— WHAT YOU HAVE TO DO —
Reproduce the data below from its very first line through the line containing "487;378;543;453", including that line.

— SOURCE MATERIAL —
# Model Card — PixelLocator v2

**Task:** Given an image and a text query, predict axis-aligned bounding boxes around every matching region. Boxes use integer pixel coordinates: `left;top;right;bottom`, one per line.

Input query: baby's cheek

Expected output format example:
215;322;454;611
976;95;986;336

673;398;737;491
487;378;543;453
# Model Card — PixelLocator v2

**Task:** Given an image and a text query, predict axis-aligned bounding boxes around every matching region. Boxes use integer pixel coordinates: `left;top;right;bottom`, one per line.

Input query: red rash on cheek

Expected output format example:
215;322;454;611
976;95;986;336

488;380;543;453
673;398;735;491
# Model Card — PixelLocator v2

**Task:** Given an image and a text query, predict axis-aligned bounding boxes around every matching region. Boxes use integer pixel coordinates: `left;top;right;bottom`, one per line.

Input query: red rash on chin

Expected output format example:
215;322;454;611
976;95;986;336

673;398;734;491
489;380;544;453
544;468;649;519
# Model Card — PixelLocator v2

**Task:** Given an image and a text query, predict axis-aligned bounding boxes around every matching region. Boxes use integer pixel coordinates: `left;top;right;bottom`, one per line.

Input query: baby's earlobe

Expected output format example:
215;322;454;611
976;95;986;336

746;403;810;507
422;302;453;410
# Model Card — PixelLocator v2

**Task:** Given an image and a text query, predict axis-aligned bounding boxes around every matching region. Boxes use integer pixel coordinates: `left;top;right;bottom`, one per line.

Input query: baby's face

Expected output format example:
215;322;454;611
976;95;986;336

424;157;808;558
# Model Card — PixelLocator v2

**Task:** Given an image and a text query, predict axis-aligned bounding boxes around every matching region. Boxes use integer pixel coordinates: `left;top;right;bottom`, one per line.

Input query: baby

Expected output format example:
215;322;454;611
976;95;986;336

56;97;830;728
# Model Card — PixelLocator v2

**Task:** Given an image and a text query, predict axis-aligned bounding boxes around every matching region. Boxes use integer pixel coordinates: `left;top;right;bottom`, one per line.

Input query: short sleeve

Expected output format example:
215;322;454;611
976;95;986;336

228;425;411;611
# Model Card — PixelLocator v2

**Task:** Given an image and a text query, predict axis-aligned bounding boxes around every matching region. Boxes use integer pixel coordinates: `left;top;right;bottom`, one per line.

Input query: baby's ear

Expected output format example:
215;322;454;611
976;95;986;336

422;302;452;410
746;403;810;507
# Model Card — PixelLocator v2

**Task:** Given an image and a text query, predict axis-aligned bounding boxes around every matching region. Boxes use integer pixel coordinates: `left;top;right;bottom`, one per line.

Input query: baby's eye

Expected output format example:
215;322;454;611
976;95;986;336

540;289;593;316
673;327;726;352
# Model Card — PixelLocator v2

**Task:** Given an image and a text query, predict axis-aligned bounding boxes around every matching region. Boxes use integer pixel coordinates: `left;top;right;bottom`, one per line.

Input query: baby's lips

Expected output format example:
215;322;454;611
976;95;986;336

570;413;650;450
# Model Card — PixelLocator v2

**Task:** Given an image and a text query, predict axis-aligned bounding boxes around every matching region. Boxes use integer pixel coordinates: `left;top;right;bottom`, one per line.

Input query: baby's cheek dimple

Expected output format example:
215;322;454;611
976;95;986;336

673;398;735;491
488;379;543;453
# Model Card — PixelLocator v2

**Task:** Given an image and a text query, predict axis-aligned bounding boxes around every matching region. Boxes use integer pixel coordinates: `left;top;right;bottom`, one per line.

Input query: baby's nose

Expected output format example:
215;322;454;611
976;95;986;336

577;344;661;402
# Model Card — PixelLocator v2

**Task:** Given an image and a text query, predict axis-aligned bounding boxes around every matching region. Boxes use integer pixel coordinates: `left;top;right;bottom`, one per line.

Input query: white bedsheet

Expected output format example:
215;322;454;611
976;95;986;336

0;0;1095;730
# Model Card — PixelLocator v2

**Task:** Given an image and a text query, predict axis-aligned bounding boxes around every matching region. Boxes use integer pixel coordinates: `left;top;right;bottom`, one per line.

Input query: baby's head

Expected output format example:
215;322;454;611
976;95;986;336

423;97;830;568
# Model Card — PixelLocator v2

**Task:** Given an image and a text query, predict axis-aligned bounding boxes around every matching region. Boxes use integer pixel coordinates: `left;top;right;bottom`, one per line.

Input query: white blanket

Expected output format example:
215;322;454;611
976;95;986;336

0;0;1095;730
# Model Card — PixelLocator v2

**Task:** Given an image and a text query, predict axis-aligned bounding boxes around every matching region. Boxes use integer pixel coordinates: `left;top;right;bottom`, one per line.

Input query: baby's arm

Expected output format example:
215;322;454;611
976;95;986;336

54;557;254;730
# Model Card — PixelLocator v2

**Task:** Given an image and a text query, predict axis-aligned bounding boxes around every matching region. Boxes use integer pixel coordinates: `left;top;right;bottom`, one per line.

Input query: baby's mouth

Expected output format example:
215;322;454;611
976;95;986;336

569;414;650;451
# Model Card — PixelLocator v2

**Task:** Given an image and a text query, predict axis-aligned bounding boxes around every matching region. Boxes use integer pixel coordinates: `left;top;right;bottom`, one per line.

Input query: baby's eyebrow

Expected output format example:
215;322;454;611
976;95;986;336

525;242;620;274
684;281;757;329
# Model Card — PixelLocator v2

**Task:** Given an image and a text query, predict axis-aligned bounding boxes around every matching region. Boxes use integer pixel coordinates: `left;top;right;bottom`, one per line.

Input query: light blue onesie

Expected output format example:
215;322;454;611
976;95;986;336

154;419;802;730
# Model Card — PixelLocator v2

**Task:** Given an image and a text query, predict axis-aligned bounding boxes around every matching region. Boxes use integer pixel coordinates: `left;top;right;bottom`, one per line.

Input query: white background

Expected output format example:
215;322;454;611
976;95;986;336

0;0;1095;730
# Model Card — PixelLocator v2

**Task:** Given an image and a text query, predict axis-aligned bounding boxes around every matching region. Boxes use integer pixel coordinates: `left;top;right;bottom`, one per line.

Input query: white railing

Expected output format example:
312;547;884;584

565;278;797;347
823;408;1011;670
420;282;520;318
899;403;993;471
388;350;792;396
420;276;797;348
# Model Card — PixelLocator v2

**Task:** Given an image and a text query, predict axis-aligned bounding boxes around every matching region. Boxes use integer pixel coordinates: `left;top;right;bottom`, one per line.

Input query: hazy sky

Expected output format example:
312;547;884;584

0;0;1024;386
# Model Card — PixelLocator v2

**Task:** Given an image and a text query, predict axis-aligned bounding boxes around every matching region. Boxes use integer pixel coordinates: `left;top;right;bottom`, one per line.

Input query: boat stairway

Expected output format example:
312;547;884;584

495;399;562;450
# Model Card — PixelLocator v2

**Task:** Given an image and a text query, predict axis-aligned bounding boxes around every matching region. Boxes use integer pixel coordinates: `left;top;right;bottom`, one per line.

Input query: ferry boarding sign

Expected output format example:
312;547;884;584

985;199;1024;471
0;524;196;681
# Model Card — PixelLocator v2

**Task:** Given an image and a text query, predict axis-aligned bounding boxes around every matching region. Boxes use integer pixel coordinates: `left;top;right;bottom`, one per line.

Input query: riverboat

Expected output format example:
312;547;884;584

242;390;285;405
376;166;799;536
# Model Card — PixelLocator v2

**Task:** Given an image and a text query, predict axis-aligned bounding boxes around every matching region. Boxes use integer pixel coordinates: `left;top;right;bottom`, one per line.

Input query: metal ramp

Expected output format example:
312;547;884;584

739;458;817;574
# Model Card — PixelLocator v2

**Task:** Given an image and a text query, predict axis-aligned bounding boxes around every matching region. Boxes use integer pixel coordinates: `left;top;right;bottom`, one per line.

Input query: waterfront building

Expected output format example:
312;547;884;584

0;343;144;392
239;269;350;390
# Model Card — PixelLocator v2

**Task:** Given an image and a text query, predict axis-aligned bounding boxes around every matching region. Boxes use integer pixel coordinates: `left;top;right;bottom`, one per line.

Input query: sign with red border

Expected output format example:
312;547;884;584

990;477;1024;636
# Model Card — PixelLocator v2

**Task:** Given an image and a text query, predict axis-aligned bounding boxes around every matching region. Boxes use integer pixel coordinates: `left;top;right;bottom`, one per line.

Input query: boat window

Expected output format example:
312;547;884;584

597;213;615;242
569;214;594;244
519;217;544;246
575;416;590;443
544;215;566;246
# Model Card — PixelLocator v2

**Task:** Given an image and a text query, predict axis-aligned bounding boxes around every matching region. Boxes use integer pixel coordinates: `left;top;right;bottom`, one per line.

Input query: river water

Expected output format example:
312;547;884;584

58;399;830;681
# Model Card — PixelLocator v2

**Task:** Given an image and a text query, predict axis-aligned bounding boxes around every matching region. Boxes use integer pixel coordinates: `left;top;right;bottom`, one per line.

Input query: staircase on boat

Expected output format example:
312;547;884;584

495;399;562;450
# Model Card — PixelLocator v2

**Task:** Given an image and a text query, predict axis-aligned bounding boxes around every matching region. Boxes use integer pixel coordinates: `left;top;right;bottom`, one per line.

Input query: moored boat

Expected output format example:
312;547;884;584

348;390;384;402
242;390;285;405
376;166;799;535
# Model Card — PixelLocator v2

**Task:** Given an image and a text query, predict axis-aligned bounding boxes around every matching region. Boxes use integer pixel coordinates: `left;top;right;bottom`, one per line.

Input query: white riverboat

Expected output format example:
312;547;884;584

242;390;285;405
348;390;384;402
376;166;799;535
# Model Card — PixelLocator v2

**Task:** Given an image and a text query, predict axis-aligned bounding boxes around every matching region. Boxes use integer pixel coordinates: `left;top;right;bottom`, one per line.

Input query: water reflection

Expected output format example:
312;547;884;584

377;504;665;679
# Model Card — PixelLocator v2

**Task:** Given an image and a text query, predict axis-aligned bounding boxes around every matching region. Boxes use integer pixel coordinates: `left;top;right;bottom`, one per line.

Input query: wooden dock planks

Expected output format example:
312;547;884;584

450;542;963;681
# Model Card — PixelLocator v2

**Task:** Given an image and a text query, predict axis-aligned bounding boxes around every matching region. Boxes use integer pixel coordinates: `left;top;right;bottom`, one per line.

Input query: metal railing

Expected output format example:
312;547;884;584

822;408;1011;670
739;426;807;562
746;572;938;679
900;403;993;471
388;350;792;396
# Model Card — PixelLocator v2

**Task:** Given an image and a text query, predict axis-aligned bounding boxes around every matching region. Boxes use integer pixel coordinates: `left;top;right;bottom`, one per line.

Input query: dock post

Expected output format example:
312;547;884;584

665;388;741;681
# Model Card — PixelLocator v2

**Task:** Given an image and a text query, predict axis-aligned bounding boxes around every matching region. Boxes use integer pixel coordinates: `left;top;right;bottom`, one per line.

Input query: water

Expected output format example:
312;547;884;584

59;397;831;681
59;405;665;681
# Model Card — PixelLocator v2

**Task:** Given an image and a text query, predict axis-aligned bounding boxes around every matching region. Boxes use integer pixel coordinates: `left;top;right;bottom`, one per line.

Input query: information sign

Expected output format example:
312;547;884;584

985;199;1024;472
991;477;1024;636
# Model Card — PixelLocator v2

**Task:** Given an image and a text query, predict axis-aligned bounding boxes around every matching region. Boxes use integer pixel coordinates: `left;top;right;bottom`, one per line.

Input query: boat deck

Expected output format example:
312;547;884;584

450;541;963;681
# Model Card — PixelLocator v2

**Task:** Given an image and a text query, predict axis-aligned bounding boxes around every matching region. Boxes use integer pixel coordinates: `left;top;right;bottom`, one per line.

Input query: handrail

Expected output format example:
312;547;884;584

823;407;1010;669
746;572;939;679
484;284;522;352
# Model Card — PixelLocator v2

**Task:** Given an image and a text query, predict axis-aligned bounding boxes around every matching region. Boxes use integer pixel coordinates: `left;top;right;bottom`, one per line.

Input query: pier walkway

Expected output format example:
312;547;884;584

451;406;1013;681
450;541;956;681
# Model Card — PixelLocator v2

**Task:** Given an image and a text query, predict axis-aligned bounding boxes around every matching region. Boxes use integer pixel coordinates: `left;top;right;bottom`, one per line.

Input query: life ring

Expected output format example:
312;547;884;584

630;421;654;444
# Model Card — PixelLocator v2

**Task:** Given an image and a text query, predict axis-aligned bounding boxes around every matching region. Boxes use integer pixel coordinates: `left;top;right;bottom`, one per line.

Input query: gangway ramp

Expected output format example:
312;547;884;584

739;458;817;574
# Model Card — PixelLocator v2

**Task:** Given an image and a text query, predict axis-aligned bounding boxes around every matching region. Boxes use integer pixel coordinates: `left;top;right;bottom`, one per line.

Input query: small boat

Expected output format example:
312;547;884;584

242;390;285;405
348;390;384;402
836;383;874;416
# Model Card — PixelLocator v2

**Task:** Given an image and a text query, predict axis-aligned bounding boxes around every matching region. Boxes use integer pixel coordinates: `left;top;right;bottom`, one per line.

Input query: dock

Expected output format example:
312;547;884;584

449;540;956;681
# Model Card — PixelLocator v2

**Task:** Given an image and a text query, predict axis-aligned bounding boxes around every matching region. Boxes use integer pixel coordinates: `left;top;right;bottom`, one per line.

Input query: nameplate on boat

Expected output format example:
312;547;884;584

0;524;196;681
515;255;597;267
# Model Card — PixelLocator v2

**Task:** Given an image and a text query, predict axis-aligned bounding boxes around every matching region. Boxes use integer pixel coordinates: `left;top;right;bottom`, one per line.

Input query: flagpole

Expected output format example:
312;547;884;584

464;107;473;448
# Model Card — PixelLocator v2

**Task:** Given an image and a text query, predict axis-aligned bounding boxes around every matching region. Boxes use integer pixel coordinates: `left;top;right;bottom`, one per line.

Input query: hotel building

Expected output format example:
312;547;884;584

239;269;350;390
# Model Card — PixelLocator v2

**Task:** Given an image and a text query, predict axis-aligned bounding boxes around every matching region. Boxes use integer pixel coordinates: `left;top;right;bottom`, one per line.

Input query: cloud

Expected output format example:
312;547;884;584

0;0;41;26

— OUTPUT BELOW —
# Model Card — PixelLocator v2

**Task:** Given an image and a text query, predict axis-aligned bounding boxes around every matching region. Boxes use integer pixel coordinates: `left;top;right;bottom`, one per line.

Input query: baby's cheek

Expected output format example:
215;322;454;611
976;95;986;336

673;398;737;491
487;378;543;453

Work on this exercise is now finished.